§ **Description of the task**: Convert the portion of the rows below that begins with the line containing "Target: large boulder" and continues through the final row into a numbered list, leaving out any blank lines.

(Rows from a pointing dataset)
## Begin

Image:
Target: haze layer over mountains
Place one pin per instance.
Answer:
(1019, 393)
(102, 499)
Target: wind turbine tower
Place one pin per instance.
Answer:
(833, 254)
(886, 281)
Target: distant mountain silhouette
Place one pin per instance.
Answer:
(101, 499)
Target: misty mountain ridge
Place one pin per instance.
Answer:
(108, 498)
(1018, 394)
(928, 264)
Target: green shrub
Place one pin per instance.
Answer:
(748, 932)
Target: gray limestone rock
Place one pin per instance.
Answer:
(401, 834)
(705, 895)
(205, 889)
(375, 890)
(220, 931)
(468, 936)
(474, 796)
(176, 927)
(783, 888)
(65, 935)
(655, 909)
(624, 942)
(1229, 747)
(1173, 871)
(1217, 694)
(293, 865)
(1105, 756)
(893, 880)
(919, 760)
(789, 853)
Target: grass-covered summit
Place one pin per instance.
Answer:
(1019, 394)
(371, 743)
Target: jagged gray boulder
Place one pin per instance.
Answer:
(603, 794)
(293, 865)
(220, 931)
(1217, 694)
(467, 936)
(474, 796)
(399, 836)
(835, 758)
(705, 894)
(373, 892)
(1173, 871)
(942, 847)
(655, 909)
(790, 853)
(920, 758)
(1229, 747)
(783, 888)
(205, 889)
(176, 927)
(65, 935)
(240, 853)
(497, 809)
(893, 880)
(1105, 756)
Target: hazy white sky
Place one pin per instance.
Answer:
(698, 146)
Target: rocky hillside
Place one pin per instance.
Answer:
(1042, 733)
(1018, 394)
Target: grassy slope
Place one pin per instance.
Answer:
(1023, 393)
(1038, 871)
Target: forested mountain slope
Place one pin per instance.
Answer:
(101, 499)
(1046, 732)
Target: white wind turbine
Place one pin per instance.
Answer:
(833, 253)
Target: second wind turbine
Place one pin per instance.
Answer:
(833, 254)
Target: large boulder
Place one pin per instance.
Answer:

## End

§ **Answer**:
1. Target: large boulder
2. Place one pin per instance.
3. Answer:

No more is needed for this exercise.